___ Listed entries

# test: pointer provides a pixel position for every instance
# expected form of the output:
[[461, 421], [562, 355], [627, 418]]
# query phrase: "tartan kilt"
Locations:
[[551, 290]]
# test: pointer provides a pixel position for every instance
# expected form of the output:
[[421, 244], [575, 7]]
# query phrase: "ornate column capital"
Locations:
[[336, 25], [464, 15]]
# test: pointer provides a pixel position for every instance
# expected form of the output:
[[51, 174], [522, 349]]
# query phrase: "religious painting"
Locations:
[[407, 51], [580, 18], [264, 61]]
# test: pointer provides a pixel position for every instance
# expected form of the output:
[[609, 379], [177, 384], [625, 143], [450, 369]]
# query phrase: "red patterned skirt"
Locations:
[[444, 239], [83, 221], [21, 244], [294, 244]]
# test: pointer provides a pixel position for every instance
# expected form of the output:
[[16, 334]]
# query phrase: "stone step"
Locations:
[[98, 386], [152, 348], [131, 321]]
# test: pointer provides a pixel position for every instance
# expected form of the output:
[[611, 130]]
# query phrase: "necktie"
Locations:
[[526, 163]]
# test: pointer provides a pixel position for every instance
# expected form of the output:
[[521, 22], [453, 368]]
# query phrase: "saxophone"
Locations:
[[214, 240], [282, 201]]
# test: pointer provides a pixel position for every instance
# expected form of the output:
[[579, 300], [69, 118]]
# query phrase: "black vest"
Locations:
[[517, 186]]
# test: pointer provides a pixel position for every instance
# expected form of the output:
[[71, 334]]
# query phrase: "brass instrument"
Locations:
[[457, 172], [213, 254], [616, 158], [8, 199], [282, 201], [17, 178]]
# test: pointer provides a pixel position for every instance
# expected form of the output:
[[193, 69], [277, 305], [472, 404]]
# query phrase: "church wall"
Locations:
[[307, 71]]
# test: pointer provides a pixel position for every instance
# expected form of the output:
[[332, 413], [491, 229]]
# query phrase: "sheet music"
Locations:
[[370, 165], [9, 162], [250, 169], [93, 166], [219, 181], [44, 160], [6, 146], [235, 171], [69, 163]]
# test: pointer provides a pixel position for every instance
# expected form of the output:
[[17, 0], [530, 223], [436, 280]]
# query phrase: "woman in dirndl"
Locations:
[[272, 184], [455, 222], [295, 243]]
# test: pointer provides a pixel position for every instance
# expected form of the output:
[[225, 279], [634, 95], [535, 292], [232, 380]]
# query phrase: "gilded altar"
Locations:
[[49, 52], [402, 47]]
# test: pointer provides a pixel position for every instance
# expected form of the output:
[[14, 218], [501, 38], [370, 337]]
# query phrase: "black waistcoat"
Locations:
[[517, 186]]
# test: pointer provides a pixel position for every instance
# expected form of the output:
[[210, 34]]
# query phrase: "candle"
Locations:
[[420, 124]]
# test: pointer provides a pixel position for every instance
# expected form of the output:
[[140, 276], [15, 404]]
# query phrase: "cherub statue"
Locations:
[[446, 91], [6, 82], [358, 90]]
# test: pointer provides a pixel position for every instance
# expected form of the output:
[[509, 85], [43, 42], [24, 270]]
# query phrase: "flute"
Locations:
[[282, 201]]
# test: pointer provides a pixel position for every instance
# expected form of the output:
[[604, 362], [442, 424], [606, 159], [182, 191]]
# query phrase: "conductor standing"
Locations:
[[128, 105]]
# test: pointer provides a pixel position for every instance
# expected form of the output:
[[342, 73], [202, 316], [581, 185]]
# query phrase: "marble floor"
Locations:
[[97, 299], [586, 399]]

______

- Exercise description
From the records above, extract every entry exactly as given.

- Answer below
# test: pointer provides a pixel position for every instance
# expected form of the output:
[[461, 421], [562, 355], [627, 418]]
# query phrase: "tartan kilt"
Locations:
[[551, 290]]
# test: pointer provides a pixel position for every instance
# expected form of the output:
[[421, 244], [575, 7]]
# query phrase: "ornate column capital"
Locations:
[[336, 25], [464, 15]]
# test: pointer provides a pixel position for every instance
# expected form of the output:
[[51, 174], [522, 349]]
# query phrase: "religious painting"
Locations:
[[407, 51], [580, 18], [264, 61]]
# test: pointer provides a pixel position for every instance
# expected form of the output:
[[609, 379], [177, 384], [625, 143], [450, 369]]
# query phrase: "red patterned skirt"
Locations:
[[444, 239], [83, 221], [21, 244], [294, 244]]
# test: pointer provides a pixel position for every instance
# expected form of the output:
[[16, 334]]
# query phrase: "stone step"
Locations:
[[98, 386], [152, 348], [131, 321]]
# test: pointer provides a pixel position for every instance
# expected form of the output:
[[611, 130]]
# query phrase: "necktie"
Locations:
[[526, 163]]
# test: pointer provides a pixel position for every instance
# expected form of the output:
[[521, 22], [453, 368]]
# query phrase: "saxophone"
Locations:
[[214, 240], [282, 201]]
# test: pointer provides a pixel position for every instance
# expected form of the output:
[[579, 300], [69, 118]]
# query phrase: "black vest"
Locations:
[[517, 186]]
# test: pointer provides a pixel position for every instance
# expected form of the output:
[[71, 334]]
# query phrase: "brass instrument"
Locations:
[[457, 172], [213, 254], [616, 158], [8, 199], [282, 201], [17, 178]]
# test: pointer provides a pixel position for every instance
# expected form of the output:
[[193, 69], [277, 305], [472, 404]]
# query phrase: "church wall"
Locations:
[[307, 71]]
# test: pointer provides a pixel position for every instance
# expected form of the output:
[[332, 413], [491, 229]]
# query phrase: "sheet music"
Locations:
[[370, 165], [9, 162], [250, 169], [93, 166], [219, 181], [44, 160], [6, 146], [235, 171], [69, 163]]
# test: pointer provides a pixel position for every instance
# expected form of the output:
[[17, 0], [530, 223], [436, 280]]
# query phrase: "woman in dirndl"
Locations:
[[272, 184], [455, 222], [295, 243]]
# test: pointer provides a pixel position for every instance
# expected form of the output:
[[225, 279], [634, 95], [535, 292], [232, 380]]
# query phrase: "gilded altar"
Locations:
[[49, 52], [402, 47]]
# test: pointer provides a pixel position for every instance
# expected form of the output:
[[14, 218], [501, 38], [370, 337]]
# query phrase: "black waistcoat"
Locations:
[[517, 186]]
# test: pointer provides a pixel position for every instance
# expected form of the output:
[[210, 34]]
# query phrase: "candle"
Locations:
[[420, 124]]
# test: pointer provides a pixel position for every instance
# expected form of the output:
[[140, 276], [15, 404]]
# query phrase: "cherub statue"
Locations:
[[446, 91], [6, 82], [358, 90]]
# test: pointer provides a pixel position for every instance
# expected form of the output:
[[509, 85], [43, 42], [24, 270]]
# query phrase: "flute"
Locations:
[[282, 201]]
# test: pointer provides a pixel position for every instance
# expected form of the output:
[[604, 362], [442, 424], [606, 159], [182, 191]]
# query phrase: "conductor standing"
Locations:
[[128, 105]]
# test: pointer provides a pixel position for every instance
# expected form of the output:
[[342, 73], [202, 316], [581, 185]]
# query phrase: "marble floor"
Locations:
[[97, 299], [586, 399]]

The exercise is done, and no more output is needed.